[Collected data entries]
BEGIN

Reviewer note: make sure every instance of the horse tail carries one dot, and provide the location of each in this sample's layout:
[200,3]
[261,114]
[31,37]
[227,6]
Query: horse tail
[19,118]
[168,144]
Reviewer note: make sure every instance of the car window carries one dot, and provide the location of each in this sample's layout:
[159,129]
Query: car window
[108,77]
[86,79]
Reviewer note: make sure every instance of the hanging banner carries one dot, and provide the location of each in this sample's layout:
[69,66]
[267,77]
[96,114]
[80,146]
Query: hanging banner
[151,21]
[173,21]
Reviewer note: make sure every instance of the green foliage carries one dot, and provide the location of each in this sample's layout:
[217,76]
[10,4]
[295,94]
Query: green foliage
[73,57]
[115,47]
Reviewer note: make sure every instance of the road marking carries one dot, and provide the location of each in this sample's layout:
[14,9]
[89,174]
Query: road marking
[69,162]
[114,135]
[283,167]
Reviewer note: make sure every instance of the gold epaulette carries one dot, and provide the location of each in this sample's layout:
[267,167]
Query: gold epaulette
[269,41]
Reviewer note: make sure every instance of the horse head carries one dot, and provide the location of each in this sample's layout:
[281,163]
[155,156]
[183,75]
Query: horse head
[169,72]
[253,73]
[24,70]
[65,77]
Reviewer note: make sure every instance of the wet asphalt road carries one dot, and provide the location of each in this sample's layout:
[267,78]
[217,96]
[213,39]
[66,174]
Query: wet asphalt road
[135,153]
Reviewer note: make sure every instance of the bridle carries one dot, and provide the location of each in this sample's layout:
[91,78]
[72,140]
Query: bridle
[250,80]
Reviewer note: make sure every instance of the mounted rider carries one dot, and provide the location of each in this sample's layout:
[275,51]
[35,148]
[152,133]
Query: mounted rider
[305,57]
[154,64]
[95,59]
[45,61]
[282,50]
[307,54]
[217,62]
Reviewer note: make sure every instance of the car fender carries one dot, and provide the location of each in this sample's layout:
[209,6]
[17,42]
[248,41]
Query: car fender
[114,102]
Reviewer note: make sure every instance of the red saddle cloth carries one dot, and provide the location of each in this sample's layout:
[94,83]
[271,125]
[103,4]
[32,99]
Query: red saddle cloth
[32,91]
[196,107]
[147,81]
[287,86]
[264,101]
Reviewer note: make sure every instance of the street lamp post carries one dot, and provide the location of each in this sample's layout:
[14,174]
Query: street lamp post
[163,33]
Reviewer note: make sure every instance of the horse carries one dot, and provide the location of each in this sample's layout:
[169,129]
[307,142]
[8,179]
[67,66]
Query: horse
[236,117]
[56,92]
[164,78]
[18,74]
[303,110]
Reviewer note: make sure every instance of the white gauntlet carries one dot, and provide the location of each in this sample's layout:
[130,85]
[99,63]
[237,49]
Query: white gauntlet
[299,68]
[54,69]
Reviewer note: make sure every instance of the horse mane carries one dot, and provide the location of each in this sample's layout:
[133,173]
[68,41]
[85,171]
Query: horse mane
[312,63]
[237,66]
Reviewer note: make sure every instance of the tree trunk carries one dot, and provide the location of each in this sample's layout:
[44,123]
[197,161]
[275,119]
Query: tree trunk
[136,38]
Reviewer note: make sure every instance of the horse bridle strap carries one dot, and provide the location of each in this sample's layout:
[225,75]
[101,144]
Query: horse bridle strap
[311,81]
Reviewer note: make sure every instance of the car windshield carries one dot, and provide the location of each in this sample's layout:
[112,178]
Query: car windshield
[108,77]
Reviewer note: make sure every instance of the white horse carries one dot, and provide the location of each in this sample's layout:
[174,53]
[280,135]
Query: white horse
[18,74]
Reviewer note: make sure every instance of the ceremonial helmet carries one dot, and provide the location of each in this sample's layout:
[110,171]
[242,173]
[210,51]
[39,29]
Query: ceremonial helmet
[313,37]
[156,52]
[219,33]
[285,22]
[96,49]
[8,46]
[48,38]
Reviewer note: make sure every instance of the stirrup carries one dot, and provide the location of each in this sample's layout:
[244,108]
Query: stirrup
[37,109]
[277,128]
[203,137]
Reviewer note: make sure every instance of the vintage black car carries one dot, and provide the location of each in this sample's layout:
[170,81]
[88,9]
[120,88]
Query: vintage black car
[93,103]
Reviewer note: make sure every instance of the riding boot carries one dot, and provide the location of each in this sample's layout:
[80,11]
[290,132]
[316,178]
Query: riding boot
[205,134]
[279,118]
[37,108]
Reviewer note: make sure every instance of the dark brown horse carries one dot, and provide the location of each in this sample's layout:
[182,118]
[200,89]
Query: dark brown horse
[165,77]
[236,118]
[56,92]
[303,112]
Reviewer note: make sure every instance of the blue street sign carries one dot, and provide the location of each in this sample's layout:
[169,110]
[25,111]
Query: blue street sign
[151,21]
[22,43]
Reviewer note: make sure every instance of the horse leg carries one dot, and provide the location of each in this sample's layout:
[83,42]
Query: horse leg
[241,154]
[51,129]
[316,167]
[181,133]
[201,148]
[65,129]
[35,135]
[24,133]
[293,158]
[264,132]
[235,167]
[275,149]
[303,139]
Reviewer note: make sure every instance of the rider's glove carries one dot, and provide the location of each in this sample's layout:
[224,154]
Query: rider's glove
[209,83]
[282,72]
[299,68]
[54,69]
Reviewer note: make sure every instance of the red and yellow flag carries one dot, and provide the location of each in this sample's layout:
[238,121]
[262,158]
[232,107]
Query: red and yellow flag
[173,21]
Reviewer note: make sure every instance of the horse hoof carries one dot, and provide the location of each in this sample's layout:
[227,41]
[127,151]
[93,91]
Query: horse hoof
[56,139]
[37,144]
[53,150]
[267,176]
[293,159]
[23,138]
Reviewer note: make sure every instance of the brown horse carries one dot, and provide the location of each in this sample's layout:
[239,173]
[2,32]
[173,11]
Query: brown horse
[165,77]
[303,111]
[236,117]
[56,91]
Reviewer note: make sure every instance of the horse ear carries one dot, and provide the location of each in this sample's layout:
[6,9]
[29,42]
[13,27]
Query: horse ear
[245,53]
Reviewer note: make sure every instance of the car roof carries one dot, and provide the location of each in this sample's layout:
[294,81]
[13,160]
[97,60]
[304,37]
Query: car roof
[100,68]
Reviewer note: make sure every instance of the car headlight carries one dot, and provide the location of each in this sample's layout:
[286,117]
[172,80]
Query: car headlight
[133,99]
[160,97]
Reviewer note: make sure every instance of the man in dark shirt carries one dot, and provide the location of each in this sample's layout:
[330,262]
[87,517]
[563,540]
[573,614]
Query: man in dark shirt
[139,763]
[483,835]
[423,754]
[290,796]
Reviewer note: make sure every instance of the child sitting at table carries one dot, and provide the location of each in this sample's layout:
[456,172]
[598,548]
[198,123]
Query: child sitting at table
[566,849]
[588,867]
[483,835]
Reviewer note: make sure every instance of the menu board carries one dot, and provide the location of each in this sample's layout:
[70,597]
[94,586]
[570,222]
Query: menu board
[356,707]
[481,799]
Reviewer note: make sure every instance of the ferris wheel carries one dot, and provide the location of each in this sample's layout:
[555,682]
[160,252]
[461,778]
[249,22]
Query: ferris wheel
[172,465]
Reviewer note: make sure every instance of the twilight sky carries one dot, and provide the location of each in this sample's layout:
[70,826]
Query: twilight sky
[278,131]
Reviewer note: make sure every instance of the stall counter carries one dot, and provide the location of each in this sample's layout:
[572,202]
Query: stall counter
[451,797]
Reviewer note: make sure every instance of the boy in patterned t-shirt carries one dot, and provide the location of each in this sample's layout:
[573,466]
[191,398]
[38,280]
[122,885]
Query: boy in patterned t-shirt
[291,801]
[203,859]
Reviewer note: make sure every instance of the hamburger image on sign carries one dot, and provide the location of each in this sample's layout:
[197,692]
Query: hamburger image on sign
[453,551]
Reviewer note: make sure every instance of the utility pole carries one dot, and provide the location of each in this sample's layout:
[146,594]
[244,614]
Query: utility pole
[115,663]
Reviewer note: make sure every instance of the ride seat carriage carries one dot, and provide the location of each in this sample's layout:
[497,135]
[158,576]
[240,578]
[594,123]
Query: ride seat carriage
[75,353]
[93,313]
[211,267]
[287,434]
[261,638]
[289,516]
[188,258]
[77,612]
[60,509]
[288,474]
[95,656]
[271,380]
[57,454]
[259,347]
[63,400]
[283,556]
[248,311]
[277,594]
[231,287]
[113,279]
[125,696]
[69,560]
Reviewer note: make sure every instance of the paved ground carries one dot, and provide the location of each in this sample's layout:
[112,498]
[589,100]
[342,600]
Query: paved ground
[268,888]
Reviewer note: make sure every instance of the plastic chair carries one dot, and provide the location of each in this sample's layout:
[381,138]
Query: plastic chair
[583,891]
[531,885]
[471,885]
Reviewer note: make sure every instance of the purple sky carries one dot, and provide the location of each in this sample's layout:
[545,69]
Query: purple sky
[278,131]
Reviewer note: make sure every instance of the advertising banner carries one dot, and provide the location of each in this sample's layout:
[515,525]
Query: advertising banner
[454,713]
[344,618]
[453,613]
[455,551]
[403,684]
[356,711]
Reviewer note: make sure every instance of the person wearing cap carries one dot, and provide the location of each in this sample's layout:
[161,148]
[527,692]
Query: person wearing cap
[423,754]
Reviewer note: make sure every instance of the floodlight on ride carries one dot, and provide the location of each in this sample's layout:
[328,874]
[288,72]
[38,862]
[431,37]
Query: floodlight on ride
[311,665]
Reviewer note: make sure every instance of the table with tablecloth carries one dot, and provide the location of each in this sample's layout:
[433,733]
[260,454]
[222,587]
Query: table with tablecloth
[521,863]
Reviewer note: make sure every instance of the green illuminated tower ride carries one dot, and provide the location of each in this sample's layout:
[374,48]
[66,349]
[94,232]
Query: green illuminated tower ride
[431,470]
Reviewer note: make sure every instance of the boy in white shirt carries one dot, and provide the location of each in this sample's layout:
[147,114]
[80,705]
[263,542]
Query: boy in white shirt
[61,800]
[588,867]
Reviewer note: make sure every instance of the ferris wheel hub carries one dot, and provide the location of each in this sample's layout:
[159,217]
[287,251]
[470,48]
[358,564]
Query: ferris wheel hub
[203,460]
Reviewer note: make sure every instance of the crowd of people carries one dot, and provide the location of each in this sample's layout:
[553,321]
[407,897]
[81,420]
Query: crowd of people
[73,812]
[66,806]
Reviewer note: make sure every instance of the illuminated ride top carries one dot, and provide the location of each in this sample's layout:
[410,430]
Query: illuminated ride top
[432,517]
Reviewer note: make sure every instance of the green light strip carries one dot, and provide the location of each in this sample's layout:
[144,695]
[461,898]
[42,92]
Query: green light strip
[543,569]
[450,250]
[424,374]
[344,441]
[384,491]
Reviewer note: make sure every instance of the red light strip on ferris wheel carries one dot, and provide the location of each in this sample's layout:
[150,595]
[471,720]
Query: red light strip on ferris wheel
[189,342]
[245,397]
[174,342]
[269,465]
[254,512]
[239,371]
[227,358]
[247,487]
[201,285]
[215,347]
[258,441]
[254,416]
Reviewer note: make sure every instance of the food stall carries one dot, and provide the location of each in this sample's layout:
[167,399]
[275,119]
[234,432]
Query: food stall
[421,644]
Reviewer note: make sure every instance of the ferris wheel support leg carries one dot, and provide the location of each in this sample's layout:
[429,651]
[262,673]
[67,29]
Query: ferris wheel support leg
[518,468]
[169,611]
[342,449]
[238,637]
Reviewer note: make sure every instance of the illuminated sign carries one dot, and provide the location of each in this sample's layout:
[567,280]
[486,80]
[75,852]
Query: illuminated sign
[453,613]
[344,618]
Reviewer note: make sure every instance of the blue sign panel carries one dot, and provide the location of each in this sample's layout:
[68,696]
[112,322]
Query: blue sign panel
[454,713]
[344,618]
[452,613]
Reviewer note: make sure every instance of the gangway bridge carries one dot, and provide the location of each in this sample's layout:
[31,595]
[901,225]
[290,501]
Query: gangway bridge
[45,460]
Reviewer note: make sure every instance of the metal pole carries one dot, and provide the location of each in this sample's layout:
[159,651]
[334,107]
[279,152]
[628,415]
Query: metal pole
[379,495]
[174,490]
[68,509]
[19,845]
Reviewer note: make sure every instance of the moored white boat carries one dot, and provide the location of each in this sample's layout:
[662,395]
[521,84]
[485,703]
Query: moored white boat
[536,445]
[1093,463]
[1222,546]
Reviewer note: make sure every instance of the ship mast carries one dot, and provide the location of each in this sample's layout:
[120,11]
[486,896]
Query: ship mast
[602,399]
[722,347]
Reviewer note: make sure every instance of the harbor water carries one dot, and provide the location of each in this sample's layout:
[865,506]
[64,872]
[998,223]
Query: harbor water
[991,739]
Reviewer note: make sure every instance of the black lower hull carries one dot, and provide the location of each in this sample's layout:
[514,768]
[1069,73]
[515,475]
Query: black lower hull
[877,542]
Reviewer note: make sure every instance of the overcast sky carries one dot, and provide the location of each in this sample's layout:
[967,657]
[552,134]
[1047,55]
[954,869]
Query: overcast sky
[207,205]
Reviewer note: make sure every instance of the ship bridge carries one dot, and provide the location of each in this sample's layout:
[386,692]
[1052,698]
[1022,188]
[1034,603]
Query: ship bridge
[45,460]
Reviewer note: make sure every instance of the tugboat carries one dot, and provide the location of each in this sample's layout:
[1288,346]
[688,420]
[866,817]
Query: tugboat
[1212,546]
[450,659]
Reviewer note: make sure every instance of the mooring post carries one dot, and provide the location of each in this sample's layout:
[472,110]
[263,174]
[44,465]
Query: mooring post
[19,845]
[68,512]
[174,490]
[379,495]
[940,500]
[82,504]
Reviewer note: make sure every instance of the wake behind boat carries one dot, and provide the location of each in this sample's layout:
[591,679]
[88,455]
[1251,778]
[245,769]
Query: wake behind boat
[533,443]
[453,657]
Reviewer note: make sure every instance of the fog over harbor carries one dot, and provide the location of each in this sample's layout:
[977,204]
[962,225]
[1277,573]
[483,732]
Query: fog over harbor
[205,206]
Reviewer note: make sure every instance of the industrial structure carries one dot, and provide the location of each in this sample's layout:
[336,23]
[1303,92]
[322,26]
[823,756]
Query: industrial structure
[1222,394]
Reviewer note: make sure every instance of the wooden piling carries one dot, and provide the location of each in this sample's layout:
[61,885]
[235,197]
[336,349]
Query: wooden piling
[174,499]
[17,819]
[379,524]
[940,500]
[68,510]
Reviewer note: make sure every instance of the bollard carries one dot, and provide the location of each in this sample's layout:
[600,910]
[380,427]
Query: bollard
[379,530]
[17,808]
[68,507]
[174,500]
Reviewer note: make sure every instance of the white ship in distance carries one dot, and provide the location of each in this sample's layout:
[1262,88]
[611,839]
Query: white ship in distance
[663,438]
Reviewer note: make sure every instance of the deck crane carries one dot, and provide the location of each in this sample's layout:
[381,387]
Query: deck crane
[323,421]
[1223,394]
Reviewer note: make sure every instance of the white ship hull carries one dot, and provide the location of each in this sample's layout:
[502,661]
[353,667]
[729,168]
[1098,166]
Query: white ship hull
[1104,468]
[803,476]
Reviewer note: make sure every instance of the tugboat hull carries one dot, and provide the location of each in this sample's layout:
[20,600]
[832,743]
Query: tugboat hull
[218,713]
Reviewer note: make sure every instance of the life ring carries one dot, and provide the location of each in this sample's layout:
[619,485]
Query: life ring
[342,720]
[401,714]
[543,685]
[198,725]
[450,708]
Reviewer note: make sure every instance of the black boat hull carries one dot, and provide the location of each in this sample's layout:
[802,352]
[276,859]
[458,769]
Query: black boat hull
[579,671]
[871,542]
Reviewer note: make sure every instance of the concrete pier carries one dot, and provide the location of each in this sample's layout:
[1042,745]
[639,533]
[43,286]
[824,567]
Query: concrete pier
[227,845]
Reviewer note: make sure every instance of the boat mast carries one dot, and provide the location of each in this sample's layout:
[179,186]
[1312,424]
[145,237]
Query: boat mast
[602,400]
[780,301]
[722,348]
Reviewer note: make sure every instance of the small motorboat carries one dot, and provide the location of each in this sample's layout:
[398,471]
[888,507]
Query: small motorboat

END

» **Exercise instructions**:
Which lines in the records contain the word "motorboat"? Copy each one.

» **Written response**:
Reviewer note: make sure every instance of the small motorboat carries one dot, and provide the location of each in this sample's layout:
Query: small motorboat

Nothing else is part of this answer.